— Begin Stored rows —
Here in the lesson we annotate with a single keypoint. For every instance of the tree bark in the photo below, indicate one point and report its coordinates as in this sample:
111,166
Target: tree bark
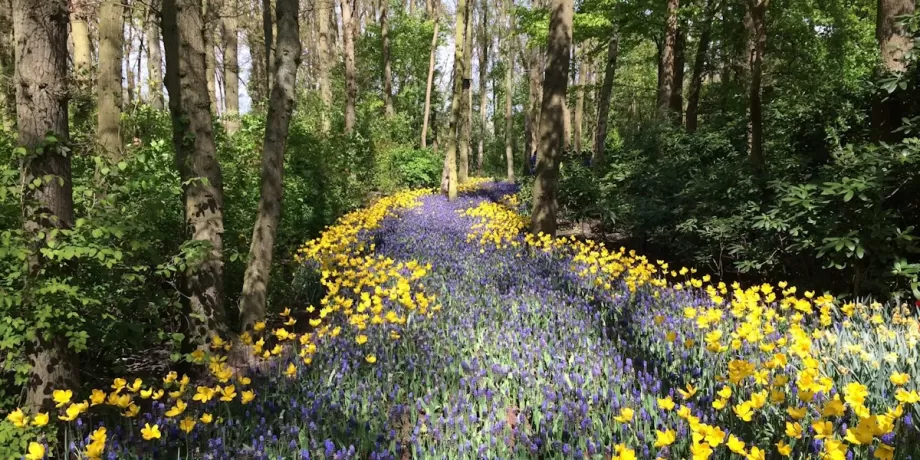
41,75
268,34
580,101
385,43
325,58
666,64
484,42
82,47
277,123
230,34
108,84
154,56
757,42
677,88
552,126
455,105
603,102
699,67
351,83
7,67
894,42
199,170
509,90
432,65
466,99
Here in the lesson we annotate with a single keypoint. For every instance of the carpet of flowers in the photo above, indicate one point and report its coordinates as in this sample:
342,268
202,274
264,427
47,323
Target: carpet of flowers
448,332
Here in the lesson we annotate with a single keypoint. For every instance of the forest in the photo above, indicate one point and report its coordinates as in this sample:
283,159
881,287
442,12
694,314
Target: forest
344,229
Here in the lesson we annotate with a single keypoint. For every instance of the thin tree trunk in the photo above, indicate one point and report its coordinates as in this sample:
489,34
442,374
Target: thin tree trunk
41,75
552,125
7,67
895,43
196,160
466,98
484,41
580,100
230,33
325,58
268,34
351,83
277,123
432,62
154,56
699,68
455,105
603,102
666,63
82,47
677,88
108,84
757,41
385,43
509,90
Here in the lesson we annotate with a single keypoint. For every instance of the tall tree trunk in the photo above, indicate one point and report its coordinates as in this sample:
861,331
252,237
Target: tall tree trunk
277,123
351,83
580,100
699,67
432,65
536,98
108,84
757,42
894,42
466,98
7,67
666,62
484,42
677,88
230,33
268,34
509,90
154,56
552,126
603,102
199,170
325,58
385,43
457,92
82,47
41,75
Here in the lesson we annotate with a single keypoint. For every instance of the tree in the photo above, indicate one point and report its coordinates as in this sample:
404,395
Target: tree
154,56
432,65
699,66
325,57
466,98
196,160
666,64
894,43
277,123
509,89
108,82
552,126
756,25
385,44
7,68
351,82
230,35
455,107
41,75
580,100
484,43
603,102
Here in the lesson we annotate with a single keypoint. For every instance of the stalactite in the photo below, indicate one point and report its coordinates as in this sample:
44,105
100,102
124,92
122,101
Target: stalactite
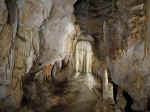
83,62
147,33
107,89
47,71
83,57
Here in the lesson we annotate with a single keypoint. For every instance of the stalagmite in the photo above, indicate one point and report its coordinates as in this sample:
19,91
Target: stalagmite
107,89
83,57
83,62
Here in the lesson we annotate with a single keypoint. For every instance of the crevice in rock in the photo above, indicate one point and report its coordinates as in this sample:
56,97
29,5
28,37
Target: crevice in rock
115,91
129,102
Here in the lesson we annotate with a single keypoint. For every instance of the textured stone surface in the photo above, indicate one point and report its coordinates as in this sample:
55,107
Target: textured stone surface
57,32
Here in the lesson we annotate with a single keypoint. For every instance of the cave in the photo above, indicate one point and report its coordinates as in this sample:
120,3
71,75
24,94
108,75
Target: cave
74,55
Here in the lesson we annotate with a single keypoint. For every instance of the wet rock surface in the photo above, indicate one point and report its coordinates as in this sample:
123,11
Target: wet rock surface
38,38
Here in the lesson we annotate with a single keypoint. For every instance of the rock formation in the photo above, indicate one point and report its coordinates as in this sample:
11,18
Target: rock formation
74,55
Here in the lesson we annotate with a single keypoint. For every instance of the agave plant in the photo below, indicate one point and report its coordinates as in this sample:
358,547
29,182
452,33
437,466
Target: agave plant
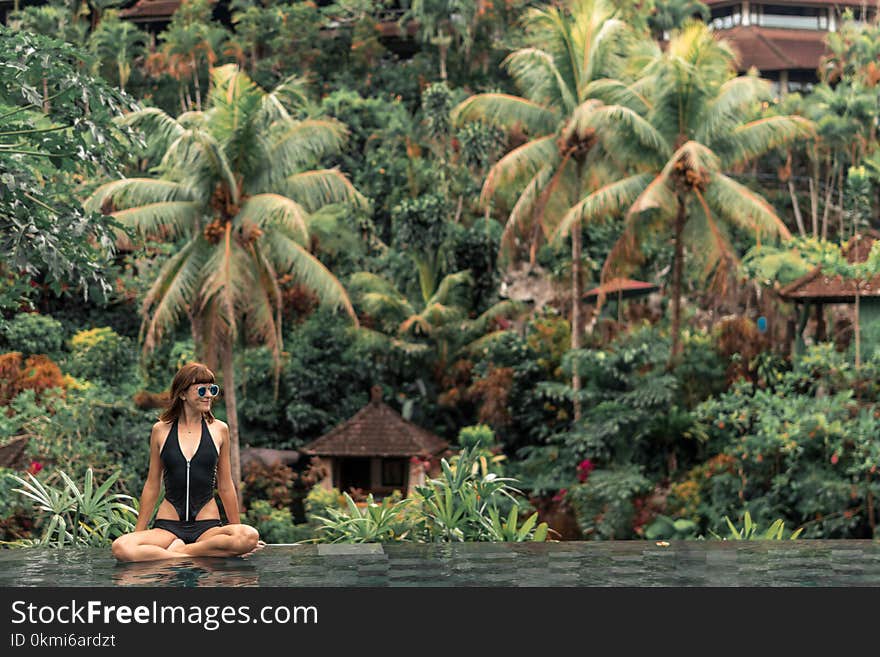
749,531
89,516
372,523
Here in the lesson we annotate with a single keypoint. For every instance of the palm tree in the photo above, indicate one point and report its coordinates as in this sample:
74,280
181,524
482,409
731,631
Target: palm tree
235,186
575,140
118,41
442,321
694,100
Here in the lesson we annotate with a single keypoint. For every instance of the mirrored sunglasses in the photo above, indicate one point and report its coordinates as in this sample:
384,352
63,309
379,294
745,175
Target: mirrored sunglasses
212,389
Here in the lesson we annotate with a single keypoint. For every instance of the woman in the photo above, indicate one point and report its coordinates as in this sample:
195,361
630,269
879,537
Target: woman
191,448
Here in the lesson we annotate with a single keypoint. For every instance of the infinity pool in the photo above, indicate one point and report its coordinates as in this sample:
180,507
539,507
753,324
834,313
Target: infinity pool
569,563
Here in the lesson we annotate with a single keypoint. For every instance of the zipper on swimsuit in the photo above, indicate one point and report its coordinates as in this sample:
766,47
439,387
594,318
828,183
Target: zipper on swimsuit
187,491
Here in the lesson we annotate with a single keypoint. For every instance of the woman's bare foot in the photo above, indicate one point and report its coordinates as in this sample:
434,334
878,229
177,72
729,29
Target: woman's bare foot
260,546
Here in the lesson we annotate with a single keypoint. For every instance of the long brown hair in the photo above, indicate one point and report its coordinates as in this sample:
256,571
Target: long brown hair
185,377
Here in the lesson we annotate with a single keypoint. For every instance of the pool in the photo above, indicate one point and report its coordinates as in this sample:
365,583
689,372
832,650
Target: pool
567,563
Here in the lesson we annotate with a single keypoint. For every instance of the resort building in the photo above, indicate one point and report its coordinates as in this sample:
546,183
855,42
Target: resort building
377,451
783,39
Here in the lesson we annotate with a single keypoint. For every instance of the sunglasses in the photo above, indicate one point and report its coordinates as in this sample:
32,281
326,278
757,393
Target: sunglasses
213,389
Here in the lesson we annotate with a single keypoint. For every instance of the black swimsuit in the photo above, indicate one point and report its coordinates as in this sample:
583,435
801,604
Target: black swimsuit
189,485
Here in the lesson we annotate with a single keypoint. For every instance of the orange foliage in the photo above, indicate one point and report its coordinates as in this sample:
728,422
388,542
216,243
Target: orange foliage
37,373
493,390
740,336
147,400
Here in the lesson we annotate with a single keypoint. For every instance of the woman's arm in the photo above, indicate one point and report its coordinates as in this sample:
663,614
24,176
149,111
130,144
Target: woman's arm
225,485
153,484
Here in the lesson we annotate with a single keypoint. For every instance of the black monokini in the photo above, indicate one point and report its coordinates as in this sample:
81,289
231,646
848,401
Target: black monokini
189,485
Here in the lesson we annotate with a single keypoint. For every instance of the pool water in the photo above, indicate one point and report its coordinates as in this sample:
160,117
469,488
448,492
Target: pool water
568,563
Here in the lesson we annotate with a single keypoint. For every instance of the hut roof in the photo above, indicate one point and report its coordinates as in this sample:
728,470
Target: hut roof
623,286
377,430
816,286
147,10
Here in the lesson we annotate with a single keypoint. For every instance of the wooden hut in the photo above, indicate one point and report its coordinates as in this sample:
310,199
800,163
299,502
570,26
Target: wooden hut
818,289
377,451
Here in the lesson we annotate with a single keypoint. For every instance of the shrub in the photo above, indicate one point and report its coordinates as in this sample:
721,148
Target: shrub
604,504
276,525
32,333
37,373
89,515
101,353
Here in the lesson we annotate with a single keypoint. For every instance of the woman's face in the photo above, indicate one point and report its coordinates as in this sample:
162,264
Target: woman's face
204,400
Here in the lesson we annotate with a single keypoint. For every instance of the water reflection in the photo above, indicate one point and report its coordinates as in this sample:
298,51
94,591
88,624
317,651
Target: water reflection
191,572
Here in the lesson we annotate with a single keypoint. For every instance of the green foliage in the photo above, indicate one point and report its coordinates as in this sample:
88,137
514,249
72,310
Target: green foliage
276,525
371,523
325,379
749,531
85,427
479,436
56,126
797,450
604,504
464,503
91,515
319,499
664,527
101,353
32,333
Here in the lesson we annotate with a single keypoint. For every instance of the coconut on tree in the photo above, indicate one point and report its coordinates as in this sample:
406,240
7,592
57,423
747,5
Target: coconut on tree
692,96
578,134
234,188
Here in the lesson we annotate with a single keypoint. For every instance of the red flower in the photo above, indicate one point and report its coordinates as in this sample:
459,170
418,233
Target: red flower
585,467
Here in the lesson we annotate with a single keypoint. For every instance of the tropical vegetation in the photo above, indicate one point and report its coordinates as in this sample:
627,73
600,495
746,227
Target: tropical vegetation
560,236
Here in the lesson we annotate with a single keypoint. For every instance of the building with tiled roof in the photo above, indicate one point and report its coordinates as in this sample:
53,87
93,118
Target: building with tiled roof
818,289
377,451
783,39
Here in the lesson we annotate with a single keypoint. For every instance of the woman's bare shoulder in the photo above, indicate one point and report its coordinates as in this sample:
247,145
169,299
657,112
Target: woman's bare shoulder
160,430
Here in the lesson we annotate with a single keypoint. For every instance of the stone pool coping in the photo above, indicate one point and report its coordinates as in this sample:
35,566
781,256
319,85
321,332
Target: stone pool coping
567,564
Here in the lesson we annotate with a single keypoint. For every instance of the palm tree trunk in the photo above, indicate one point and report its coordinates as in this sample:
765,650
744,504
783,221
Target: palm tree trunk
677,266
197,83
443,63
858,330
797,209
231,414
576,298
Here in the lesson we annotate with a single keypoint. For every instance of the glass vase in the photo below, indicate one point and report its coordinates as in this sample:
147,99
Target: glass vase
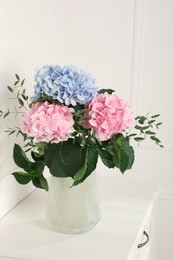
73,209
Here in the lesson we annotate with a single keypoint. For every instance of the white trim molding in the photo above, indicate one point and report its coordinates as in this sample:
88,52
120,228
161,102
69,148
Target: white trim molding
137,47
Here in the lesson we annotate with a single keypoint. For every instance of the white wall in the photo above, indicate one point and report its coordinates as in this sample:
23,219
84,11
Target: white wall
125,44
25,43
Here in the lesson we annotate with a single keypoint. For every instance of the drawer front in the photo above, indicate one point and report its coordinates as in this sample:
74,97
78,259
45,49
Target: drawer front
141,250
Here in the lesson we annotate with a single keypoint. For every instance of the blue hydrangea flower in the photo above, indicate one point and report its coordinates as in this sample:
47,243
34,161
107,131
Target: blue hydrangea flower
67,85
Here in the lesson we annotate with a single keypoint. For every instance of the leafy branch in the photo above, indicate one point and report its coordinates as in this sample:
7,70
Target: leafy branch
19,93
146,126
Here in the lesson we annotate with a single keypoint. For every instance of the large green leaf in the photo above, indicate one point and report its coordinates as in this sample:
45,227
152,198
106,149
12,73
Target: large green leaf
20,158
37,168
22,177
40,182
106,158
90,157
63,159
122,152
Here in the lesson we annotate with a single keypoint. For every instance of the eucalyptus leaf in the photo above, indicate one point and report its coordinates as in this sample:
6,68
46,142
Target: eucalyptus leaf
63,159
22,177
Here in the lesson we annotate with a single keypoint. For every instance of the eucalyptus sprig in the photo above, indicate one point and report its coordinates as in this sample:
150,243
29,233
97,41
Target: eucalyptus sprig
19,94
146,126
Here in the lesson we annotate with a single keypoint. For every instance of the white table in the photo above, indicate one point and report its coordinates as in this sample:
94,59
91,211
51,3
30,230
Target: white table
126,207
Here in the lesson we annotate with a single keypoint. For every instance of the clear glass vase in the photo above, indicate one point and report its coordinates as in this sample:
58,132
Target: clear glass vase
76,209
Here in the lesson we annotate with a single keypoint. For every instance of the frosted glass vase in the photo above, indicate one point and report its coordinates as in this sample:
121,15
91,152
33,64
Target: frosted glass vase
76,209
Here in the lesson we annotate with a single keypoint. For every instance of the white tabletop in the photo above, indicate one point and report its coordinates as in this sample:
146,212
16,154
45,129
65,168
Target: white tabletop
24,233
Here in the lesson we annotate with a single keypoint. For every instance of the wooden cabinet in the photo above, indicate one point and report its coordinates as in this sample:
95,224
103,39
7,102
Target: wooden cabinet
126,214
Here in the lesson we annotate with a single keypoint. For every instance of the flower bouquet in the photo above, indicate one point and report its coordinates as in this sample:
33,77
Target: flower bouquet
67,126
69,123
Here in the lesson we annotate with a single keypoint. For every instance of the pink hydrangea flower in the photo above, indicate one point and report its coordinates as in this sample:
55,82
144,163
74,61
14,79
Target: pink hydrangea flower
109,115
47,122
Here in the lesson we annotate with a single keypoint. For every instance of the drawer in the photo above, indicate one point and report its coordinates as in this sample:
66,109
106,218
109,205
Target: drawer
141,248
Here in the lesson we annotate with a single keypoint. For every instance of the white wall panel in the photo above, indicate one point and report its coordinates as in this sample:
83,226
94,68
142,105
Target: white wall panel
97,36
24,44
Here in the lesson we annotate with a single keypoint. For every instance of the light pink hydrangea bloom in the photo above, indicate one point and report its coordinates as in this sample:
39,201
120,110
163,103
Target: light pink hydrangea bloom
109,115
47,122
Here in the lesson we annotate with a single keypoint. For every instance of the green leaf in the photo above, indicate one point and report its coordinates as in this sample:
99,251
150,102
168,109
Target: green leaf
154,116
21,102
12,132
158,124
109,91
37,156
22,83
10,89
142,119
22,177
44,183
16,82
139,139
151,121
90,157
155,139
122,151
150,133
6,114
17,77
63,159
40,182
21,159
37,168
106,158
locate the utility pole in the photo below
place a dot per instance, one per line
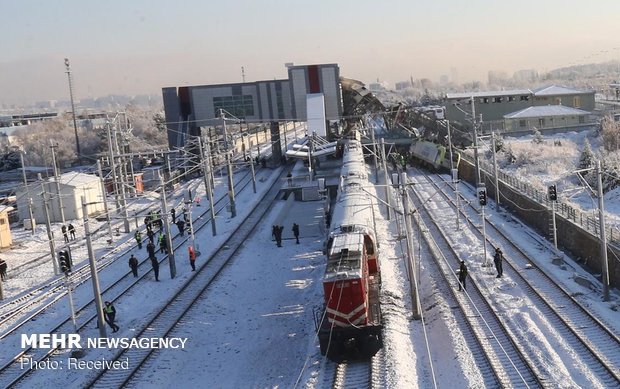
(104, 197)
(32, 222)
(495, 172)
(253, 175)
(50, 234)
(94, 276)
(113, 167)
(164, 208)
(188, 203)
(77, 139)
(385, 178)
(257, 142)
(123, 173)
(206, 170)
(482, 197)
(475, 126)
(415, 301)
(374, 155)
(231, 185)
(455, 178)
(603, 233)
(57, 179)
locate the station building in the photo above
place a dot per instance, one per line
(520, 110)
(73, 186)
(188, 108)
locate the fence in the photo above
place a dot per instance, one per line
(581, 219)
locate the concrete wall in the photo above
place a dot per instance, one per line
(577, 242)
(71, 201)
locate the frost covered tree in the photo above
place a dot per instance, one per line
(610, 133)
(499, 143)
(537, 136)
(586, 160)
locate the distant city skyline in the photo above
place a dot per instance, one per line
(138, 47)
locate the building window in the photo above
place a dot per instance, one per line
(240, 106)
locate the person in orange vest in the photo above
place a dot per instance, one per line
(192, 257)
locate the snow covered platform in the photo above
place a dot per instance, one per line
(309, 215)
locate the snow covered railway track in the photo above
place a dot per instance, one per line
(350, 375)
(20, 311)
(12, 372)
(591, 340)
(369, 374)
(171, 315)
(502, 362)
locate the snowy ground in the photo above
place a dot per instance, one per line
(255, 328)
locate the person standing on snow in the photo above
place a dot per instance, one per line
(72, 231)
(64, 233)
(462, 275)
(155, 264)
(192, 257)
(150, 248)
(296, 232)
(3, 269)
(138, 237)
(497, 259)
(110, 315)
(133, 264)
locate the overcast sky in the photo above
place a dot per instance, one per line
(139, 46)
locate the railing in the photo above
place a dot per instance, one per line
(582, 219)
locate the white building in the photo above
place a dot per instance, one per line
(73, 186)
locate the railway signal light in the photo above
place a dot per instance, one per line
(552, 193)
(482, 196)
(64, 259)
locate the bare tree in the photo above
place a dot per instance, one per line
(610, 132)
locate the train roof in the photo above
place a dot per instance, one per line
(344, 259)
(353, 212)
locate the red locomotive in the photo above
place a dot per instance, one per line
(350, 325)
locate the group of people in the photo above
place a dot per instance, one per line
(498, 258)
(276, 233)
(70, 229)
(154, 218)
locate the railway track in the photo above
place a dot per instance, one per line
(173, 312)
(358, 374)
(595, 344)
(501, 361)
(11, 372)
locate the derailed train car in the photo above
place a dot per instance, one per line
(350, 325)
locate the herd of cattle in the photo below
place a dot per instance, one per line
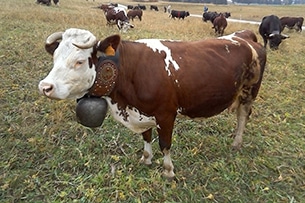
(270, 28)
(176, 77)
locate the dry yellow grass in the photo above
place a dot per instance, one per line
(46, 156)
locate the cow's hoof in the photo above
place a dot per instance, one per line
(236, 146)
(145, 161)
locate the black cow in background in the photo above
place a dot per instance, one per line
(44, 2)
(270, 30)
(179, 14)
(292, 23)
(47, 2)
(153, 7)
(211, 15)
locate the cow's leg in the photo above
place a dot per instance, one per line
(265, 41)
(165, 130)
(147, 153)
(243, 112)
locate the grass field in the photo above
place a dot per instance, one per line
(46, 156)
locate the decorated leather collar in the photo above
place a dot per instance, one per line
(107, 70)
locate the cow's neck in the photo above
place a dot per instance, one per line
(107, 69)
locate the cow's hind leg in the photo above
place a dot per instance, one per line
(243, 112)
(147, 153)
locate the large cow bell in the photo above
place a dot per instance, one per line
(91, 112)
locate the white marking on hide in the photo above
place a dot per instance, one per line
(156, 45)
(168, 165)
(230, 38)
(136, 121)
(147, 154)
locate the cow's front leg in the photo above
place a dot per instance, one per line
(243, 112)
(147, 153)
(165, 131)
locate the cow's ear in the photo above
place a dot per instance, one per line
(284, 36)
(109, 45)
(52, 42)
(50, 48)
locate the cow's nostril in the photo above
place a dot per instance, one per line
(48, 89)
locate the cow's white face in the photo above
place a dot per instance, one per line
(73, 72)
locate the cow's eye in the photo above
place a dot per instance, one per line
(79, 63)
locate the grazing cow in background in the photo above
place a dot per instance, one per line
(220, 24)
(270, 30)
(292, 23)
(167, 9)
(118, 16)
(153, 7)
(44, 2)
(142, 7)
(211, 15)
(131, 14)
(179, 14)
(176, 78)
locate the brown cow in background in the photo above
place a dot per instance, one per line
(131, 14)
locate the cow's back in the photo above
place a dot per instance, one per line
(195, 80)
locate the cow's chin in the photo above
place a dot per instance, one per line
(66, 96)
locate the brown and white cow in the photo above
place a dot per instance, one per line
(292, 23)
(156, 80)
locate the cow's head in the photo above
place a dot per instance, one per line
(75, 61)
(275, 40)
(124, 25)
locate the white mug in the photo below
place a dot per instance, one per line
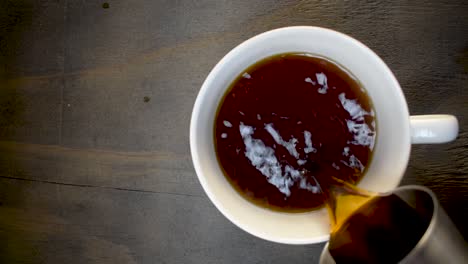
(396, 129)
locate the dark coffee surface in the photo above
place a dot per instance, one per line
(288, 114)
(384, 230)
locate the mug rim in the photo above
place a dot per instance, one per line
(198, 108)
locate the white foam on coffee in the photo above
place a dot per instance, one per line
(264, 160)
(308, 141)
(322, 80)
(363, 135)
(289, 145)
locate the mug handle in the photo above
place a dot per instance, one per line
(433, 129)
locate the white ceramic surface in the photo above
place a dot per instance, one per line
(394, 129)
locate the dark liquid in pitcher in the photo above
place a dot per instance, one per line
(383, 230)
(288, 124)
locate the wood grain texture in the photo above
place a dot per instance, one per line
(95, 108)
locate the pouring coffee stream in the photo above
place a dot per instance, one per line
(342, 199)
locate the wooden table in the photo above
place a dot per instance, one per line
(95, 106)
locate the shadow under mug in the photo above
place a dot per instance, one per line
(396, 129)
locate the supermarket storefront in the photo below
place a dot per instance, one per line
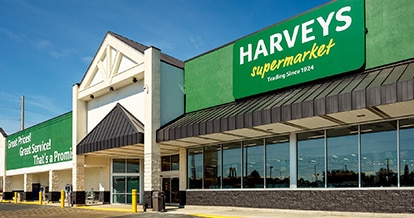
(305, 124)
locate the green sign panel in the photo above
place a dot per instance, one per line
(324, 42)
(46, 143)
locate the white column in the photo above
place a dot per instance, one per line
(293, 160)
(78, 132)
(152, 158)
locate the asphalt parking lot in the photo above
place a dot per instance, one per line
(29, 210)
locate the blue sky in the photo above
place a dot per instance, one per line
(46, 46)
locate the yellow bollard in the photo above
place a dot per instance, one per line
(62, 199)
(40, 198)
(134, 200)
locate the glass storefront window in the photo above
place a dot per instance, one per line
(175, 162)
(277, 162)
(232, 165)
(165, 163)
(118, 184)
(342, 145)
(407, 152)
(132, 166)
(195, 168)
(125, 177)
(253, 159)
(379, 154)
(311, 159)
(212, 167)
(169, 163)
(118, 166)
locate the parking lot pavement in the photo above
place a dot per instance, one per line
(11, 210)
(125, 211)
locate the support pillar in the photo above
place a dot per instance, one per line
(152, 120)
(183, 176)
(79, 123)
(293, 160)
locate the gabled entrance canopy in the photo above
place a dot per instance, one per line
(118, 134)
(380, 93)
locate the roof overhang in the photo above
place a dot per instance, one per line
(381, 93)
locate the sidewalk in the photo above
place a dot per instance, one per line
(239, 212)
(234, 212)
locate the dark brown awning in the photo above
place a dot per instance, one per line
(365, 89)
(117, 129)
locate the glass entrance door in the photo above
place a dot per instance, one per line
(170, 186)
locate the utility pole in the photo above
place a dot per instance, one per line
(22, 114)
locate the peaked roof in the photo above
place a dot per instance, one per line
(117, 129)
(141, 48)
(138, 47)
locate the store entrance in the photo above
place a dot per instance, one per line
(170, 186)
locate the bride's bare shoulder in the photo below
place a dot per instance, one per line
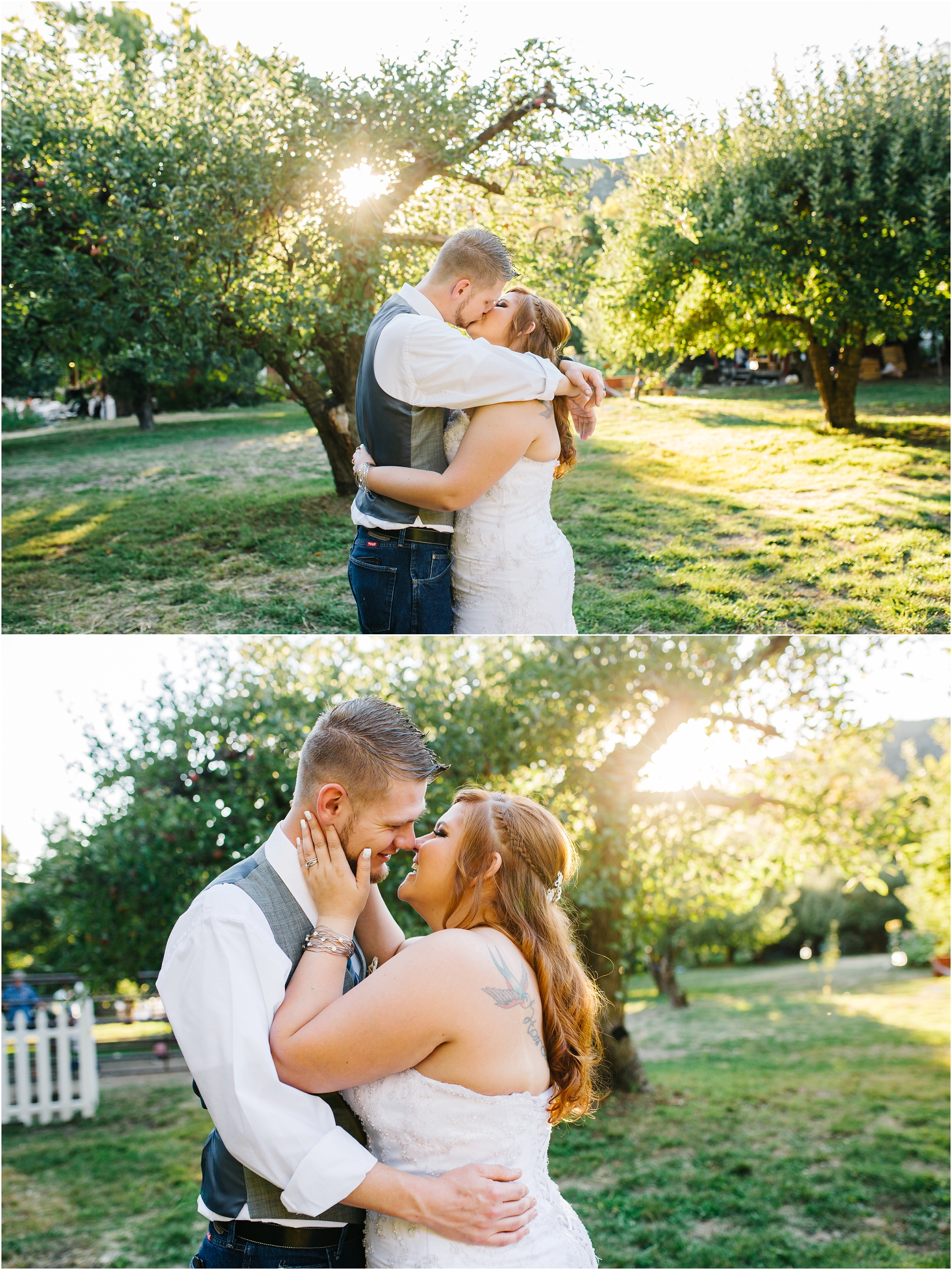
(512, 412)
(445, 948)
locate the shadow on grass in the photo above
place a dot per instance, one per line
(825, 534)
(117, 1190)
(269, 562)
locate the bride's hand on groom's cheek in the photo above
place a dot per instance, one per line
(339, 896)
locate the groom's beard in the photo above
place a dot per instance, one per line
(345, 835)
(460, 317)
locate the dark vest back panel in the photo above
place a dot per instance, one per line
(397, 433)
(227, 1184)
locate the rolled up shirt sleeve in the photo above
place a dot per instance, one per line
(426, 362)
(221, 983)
— End Stored rows —
**Directions:** Only the lines from the one that holds "locate the parking" through the end of the records above should be printed again, exactly as they are. Leave out the pictures.

**Result of this exercise:**
locate the parking lot pavement in the photo above
place a dot per instance, one per line
(11, 210)
(125, 211)
locate the support pillar in the photo above
place a dot per instance, one per line
(152, 120)
(183, 176)
(79, 123)
(293, 160)
locate the gabled entrance canopy in the photo above
place a dot per instance, one per line
(118, 134)
(380, 93)
locate the roof overhang in the photo above
place a dot per instance, one per line
(381, 93)
locate the sidewalk in the photo above
place a dot per instance, one per line
(239, 212)
(234, 212)
locate the dark brown awning in the photo above
place a dot per instance, one per line
(365, 89)
(117, 129)
locate the glass entrance door in the photo above
place a dot per instance, one per line
(170, 186)
locate the utility pole in the photo above
place a dot per instance, one per line
(22, 114)
locate the peaked roof in the photo above
place a dot per instance, one per line
(117, 129)
(141, 48)
(138, 47)
locate the store entrance in the photo above
place a dot per instance, one per line
(170, 186)
locate the bride's bare shoulder in the photo below
place a dot per instance, one per line
(512, 412)
(445, 948)
locate the shadow on grass in the photo above
place a dot per instance, one per line
(825, 534)
(117, 1190)
(269, 562)
locate the bride's hand on groom's cheek in the photo above
place a dot per instance, one per line
(339, 896)
locate the groom's beard in the photo above
place a dot per instance, one per line
(345, 835)
(460, 317)
locate the dark vest back panel in the photo above
place a dot per instance, one per line
(397, 433)
(227, 1184)
locate the rolled up shirt sleeve in the photo above
place a dot per instance, one per line
(426, 362)
(221, 983)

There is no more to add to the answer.